EXTRACT TO READ:
Senate Majority Leader Mitch McConnell has traded his no "blue state bailouts" demand in the next big coronavirus stimulus package—CARES 2 or Phase 4, if you're keeping track—for a new "red line": no liability for companies who force their workers back on the job if those workers become ill or die of COVID-19.
Just to be absolutely clear here, McConnell is saying workers and customers of businesses that expose them to coronavirus would have no protection at all—there would be no incentive for those business owners, beyond having any sense of personal responsibility or humanity, to provide a safe workplace or market. And he says that's the only way he'd let the next bill pass in the Senate.
"My red line going forward on this bill is we need to provide protection, litigation protection, for those who have been on the front lines. […] We can't pass another bill unless we have liability protection," McConnell told Fox News Tuesday, saying it was a "condition" for the next bill having aid for states and local governments. "You have to carefully craft the liability protection to deal with the money that would be supplied to state and local governments conditioned upon them enacting at the state level the kind of legislation that would provide liability protection for those that are seeking to go forward and get the economy back to work," McConnell said.

LISTED ENTRIES:
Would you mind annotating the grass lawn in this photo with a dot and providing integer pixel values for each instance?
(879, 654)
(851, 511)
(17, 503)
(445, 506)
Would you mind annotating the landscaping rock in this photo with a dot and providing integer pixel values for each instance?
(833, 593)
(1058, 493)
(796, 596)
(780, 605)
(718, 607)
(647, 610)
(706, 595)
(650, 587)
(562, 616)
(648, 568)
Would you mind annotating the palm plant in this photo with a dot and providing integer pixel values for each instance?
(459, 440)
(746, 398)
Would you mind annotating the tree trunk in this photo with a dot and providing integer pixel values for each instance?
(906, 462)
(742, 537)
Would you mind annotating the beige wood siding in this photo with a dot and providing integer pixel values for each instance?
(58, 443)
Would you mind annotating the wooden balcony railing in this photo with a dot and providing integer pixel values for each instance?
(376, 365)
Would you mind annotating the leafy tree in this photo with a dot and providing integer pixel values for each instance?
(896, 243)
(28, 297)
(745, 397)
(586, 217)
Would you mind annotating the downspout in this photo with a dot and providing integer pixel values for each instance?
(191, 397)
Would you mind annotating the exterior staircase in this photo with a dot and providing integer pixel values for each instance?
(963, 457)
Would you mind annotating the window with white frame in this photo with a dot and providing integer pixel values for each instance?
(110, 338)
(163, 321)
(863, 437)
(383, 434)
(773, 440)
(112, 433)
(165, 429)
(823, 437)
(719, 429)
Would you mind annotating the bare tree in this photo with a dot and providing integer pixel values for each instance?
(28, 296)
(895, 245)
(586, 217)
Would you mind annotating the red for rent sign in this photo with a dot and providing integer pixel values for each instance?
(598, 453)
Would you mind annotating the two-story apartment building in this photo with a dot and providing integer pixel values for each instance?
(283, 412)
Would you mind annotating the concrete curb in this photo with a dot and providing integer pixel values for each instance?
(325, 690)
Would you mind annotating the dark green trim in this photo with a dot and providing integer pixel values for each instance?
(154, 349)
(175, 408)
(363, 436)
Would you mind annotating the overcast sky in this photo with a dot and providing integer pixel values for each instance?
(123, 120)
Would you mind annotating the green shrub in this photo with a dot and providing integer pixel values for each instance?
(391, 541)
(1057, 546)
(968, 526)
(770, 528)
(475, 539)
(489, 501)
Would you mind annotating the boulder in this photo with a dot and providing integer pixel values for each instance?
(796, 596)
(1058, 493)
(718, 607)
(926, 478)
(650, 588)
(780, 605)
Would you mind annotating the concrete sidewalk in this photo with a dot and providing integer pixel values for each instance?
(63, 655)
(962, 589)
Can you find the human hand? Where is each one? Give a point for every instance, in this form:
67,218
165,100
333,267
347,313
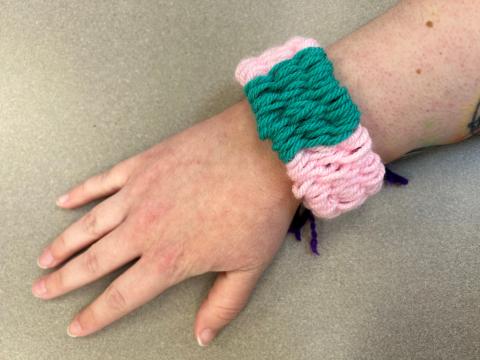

TASK INSTRUCTIONS: Copy the part of the coronavirus stimulus text starting with "Senate Majority Leader" and going on through "die of COVID-19.", and switch "Senate Majority Leader" to "Senate Minority Leader". Work only from the coronavirus stimulus text and not from the records.

EXERCISE RESPONSE:
Senate Minority Leader Mitch McConnell has traded his no "blue state bailouts" demand in the next big coronavirus stimulus package—CARES 2 or Phase 4, if you're keeping track—for a new "red line": no liability for companies who force their workers back on the job if those workers become ill or die of COVID-19.